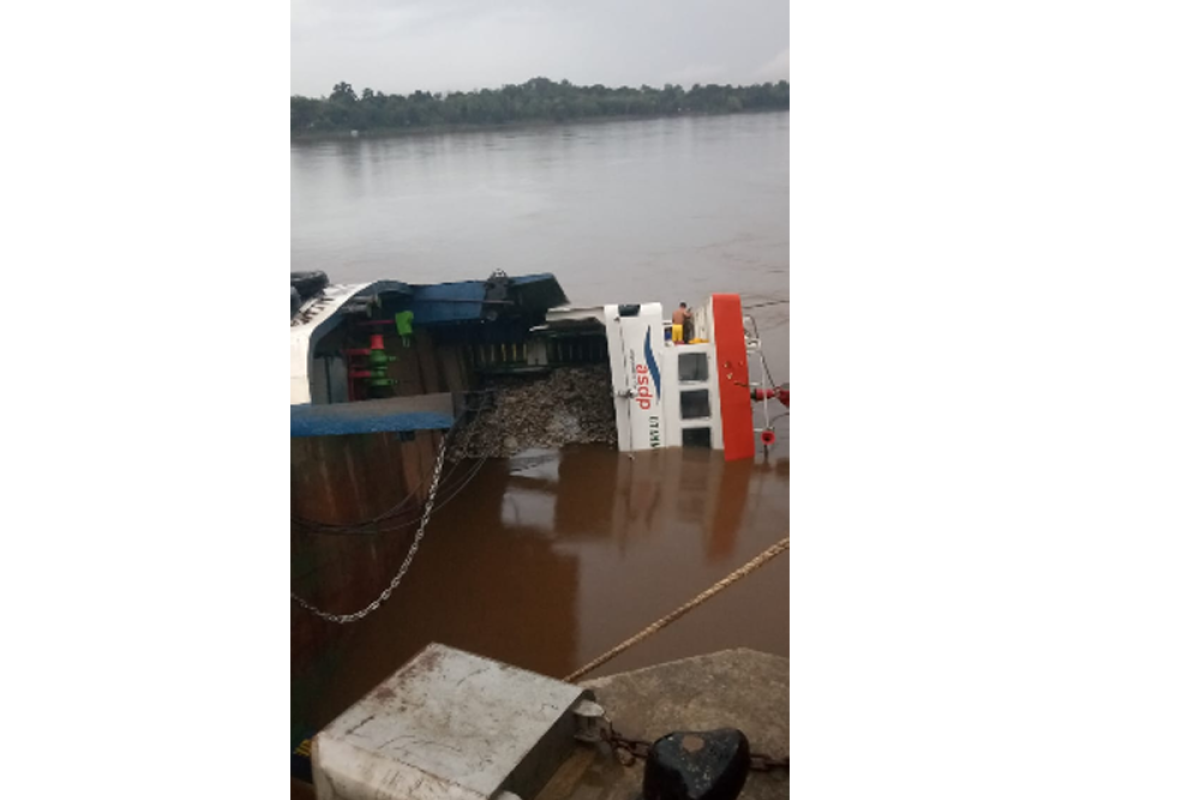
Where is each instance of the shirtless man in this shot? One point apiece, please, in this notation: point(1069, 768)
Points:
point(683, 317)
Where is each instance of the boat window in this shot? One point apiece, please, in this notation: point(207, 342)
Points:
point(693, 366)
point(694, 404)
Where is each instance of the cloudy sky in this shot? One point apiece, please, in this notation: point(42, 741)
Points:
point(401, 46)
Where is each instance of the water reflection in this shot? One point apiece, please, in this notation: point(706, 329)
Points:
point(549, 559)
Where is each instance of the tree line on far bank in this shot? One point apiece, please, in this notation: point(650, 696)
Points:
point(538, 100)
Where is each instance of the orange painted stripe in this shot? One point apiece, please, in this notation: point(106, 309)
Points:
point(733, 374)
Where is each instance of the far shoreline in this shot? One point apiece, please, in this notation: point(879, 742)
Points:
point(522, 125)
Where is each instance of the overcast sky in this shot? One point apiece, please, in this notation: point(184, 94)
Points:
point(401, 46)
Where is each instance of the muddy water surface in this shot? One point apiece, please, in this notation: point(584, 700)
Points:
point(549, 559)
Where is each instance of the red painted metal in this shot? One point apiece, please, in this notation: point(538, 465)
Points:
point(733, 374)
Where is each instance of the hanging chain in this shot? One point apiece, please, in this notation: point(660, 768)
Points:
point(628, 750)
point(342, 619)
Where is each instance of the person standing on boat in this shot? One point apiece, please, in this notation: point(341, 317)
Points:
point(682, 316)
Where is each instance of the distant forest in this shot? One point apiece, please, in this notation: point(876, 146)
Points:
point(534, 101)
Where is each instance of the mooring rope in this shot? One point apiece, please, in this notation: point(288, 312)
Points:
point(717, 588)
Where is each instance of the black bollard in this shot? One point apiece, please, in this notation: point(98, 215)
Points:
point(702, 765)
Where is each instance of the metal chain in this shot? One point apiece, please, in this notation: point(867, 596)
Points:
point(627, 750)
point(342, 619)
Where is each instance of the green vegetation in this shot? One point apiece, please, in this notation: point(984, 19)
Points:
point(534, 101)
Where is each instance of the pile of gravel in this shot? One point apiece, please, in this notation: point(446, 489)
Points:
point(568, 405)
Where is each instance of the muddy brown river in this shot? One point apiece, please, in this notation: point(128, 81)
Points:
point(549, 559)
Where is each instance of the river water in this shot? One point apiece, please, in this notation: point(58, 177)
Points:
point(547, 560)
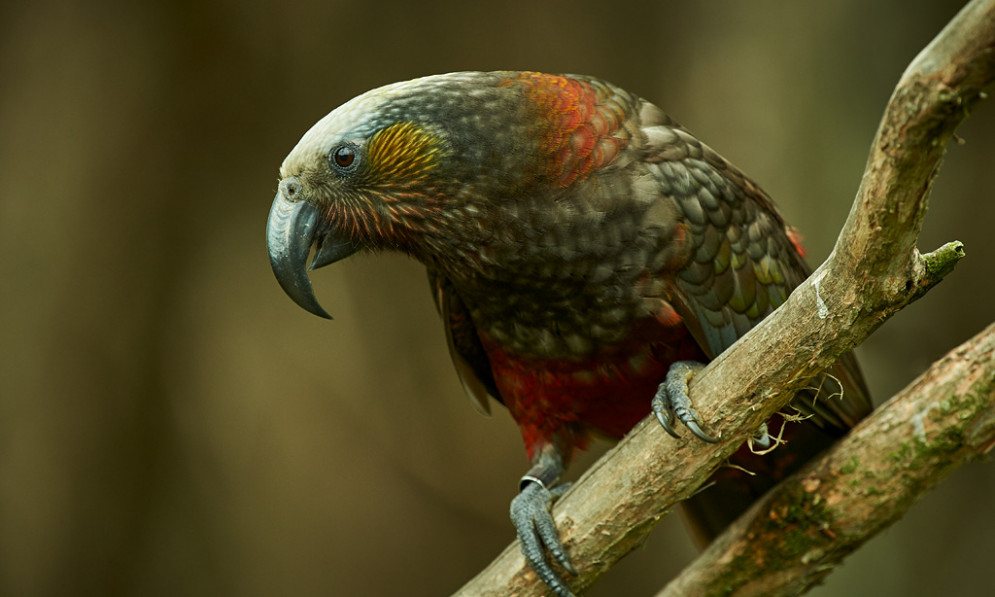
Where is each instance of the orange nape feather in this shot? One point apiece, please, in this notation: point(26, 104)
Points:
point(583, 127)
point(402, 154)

════════

▸ Instructions for the task
Transcribe all the data word for word; the images stay out.

▸ Solution to the exercise
Where is each instance of the shirtless man in this shot? One point apiece, please, in this notation: point(1069, 768)
Points:
point(683, 317)
Where is each instance of the boat window in this shot? One point apiece, please, in this notation: point(207, 342)
Points:
point(693, 366)
point(694, 404)
Where is each instance of the cloudy sky in this shot? One point apiece, please, in this notation: point(42, 741)
Points:
point(401, 46)
Where is each instance of the water reflection in this shot? One point apiece, please, in this notation: point(706, 329)
Points:
point(549, 559)
Where is each instance of the tree line on far bank in this shot? One point apiece, please, in this notation: point(650, 696)
Points:
point(538, 100)
Where is each instance of the orange painted stripe in this shot? One point apiece, please, in this notation: point(106, 309)
Points:
point(733, 374)
Where is each instance of the far shoreline in this shot? One point apiece, please, in this notation: point(879, 742)
Points:
point(522, 125)
Where is each instance of the overcast sky in this shot? One point apiece, please, in this notation: point(184, 94)
Points:
point(401, 46)
Where is each instance of the muddy water surface in this shot? One point apiece, please, in this notation: point(584, 700)
Points:
point(549, 559)
Where is each instance of the red painted metal in this shot? One point apiece, please, in this notation: point(538, 465)
Points:
point(733, 374)
Where is each instance of the hanging chain in this shot? One point apiece, please, in this notation: point(660, 768)
Points:
point(628, 750)
point(342, 619)
Where is each instance of the person standing on boat in this shot? One point apiece, please, in this notation: point(341, 317)
Points:
point(682, 316)
Where is each instance of the distant forest in this shot? One point apiece, please, in this notation: point(876, 146)
Points:
point(534, 101)
Where is each instance of the mooring rope in this shot? One point apiece, please, in this notation: point(288, 312)
Points:
point(717, 588)
Where is each instance of the black bollard in this shot? One point apiece, please, in this notation: point(98, 215)
Points:
point(702, 765)
Where is each instance of the metal chain in this shot? One point apiece, please, in this notation: point(867, 596)
Points:
point(627, 750)
point(342, 619)
Where is each instance of the green vegetation in this shot? One point apiece, please, in this notation: point(984, 19)
Points:
point(534, 101)
Where is each instance of the pile of gravel in this shot? One point apiece, please, in this notation: point(446, 489)
Points:
point(568, 405)
Where is each instance of the muddy brown river in this shot? One point apiece, please, in this notation: point(128, 81)
Points:
point(549, 559)
Where is each instance of the river water in this shot? One point apiece, please, in this notation: point(58, 177)
Points:
point(547, 560)
Where is each instance of the orange nape feather in this shot? One point apiece, please, in this notation: point(26, 104)
Points:
point(583, 127)
point(402, 154)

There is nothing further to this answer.